OBJECTIVE: Rescale the lines beginning at the one that has "of the building" and stopping after the one that has "x=388, y=103". Reproduce each of these lines, requests included, with every x and y coordinate in the answers multiplied by 1.55 and rounded to the nearest whole number, halves rounding up.

★ ★ ★ ★ ★ ★ ★

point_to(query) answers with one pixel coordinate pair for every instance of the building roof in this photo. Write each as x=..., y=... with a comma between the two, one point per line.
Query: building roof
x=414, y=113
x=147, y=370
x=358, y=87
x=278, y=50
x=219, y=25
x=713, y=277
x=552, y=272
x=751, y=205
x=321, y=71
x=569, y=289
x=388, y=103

★ ★ ★ ★ ★ ★ ★

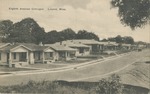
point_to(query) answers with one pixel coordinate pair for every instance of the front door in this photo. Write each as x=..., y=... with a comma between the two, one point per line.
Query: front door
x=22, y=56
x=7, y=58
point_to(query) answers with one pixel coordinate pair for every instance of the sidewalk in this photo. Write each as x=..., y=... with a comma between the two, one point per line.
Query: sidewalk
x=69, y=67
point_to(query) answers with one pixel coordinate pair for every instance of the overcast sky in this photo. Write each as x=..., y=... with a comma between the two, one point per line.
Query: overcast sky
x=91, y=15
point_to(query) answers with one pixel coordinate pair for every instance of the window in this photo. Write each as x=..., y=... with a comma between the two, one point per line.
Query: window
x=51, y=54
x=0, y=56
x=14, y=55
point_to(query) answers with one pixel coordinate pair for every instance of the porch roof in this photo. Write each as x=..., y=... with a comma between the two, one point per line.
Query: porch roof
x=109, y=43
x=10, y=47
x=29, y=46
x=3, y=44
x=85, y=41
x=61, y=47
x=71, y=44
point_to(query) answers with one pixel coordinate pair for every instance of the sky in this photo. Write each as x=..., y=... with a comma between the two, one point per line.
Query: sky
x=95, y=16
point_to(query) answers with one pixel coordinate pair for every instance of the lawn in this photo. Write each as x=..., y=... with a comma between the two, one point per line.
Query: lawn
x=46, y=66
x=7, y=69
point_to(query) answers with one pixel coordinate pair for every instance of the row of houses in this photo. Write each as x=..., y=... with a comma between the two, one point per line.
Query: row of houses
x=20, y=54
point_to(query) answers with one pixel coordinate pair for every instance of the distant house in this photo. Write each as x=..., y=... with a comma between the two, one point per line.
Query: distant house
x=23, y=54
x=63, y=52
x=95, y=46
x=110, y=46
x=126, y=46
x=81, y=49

★ ★ ★ ★ ★ ★ ★

FINISHED EXERCISE:
point_to(query) answers with one pixel coordinate pair for every instance of the building roof in this photo. Write each as x=..., y=... with a comma between the two, one point per line.
Query: building roof
x=642, y=175
x=228, y=574
x=555, y=135
x=431, y=78
x=339, y=39
x=1105, y=429
x=856, y=422
x=1164, y=318
x=498, y=110
x=882, y=448
x=601, y=160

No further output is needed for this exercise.